Quoted passage:
........

In most such shRNA reports, the results complement data from mouse knockout (KO) experiments, but there are also many examples where the germline KO does not show the effect observed in the acute shRNA-mediated knockdown (KD). A good example is doublecortin (Dcx) and doublecortin like kinase I (Dclk1) genes, where the single KO mice show no neocortical defects whereas acute KD of either shows clear defects (Bai et al., 2003; Corbo et al., 2002; Koizumi et al., 2006; Pramparo et al., 2010). Other examples include the beta-amyloid precursor protein (Young-Pearse et al., 2007) and EF-hand domain-containing protein 1 (de Nijs et al., 2009; Suzuki et al., 2009) when compared directly. The evidence that migration phenotypes are evident with two or more shRNAs targeting the same transcript, and that the effects can be rescued by re-introduction of non-targetable expressing plasmid have provided evidence that the effects are gene-specific (Bai et al., 2003; Manent et al., 2009), yet the controversy still exists as to how a KD has a phenotype when the germline KO shows none, especially considering that KD usually preserves some percent of protein expression.

Multiple potential theories, some partially overlapping, have been proposed to explain this discrepancy: i] Cells may respond differently following acute KD compared with a chronic KO gene deletion (Gotz, 2003). ii] Acute KD might not leave enough time to evoke upregulation of compensatory mechanisms. iii] Acute KD may leave some transcripts intact, compared with KO, which might somehow produce a more severe phenotype. iv] Acute KD might induce off-target effects, effects on endogenous siRNA processing, or inflammatory responses. While direct evidence for any of the first three theories is lacking, the effect of off-target or inflammatory reaction to shRNAs has been well documented (Alvarez et al., 2006; Fedorov et al., 2006; Olejniczak et al., 2011). Here we put these models directly to test by evaluating the basis in the Dcx family, where the phenomenon was first described.

........

Collection entries

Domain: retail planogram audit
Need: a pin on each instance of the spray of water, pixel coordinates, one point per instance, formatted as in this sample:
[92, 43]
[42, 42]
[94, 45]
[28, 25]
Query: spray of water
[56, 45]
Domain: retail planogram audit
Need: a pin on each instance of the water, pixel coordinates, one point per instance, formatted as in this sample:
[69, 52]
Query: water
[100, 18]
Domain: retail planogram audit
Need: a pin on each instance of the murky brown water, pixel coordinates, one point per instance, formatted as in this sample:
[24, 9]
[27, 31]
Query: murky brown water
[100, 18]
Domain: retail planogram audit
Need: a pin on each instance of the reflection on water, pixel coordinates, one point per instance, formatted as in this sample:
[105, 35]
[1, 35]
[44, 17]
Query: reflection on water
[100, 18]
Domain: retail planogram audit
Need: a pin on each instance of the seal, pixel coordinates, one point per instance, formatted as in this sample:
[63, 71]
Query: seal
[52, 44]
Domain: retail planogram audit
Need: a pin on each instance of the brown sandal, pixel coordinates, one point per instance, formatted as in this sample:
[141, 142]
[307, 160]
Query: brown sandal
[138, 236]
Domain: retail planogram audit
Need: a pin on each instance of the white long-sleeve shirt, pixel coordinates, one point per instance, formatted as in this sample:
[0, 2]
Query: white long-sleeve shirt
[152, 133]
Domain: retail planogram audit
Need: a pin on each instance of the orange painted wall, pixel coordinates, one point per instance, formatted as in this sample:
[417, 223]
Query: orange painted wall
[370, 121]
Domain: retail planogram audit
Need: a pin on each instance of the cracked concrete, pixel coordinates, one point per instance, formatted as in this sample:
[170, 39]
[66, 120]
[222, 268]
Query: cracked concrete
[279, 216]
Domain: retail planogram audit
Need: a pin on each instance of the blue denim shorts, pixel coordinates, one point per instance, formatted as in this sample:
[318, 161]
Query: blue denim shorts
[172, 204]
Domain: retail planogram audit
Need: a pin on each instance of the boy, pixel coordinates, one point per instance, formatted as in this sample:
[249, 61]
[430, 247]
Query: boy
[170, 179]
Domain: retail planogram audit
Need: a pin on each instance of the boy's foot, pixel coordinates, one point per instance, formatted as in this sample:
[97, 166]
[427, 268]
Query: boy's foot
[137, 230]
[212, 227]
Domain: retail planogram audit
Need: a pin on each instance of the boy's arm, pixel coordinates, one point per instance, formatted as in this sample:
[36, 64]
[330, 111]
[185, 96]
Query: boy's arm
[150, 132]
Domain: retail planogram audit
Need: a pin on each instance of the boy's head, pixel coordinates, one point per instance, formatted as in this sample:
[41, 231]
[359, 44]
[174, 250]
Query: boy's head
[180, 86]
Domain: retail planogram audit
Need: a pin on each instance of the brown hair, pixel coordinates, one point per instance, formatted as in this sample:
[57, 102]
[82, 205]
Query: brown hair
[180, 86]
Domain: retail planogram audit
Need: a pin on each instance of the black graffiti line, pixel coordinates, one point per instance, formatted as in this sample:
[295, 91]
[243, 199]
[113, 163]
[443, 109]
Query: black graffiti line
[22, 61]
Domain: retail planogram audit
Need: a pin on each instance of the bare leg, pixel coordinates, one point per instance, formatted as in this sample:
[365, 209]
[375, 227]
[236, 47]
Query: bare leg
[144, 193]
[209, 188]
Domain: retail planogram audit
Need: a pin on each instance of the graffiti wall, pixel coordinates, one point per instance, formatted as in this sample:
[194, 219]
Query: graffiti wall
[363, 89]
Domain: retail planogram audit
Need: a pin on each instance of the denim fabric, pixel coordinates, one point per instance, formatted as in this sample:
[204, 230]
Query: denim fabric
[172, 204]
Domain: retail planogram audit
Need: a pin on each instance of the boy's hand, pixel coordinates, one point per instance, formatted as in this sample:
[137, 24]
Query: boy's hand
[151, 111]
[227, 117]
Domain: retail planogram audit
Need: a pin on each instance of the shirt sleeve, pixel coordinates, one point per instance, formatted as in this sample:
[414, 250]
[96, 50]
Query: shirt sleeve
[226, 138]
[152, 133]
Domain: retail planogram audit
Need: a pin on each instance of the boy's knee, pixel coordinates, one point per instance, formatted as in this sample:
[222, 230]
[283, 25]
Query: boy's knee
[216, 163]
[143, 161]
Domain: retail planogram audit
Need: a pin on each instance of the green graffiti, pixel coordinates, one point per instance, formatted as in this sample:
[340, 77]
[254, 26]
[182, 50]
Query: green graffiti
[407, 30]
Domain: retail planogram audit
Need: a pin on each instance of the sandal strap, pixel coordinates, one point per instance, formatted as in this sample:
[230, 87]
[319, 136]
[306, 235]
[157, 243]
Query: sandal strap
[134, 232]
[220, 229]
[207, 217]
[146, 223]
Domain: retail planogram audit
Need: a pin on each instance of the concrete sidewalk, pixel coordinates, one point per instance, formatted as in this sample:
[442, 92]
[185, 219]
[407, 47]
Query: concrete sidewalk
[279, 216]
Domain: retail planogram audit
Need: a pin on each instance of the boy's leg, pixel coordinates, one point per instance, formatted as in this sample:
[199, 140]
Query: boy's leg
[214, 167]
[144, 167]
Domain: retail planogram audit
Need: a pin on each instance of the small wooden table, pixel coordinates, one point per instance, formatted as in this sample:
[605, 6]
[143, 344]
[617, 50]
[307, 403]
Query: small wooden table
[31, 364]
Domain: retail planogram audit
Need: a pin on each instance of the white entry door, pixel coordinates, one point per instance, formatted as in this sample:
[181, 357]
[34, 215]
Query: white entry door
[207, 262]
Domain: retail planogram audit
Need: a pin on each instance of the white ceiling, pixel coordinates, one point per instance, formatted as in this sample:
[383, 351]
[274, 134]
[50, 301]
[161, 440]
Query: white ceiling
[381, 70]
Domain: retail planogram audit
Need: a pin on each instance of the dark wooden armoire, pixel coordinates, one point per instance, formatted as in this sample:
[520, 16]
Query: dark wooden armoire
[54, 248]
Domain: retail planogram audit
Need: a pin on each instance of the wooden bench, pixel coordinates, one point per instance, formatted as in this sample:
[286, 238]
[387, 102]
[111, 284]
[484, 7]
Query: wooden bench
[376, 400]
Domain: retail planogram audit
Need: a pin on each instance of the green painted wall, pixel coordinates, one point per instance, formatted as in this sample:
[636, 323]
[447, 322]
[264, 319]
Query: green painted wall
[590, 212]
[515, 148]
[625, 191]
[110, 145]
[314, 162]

........

Work instructions:
(1) For each statement, say whether it agrees with the passage on shRNA knockdown versus knockout. Answer yes or no and quote the words of the passage that decide it.
(a) Single knockout mice for Dcx or Dclk1 show neocortical defects.
(b) Off-target or inflammatory reactions to shRNAs have been well documented.
(c) Knockdown usually removes all expression of the protein.
(2) Carry on the passage on shRNA knockdown versus knockout from its last sentence.
The items have no part in this work.

Results:
(1)
(a) No: "the single KO mice show no neocortical defects"
(b) Yes: "the effect of off-target or inflammatory reaction to shRNAs has been well documented"
(c) No: "KD usually preserves some percent of protein expression"

(2)
RESULTS

Neocortical migration defects in Dcx and Dclk1 knockdown but not knockout

The Dcx KO allele that has exons 2-3 of 7 replaced with LacZ, and thus produces a stable mRNA without the 3′ UTR, whereas the Dclk1 allele removes exon 3, predicting an unstable mRNA. Both result in null mutations with absent protein, and lack neocortical migration phenotype (Corbo et al., 2002; Koizumi et al., 2006). We verified this finding by electroporating a GFP-expression plasmid at E14.5, then assessed cellular distribution at E18.5 (Figure S1A-B), quantitated by: i] measuring the distribution of total GFP signal within either the cortical plate (CP) compared with the intermediate zone/subventricular zone (IZ/SVZ). ii] measuring the percentage of GFP+ cells within either the upper, middle or lower cortical plate (uCP, mCP, loCP). With the first method, wildtype (WT) controls ~30-40% of GFP cells were CP-localized, whereas the remainder localized in the IZ/SVZ (Figure S1E). With the second method, 55-60% of cells were positioned within the uCP, without difference between WT and either KO. Combined with published histology, BrdU birthdating and laminar marker distribution (Corbo et al., 2002; Deuel et al., 2006; Kappeler et al., 2006; Koizumi et al., 2006), we conclude that, with current methodologies in either KO, neocortical migration is not disrupted.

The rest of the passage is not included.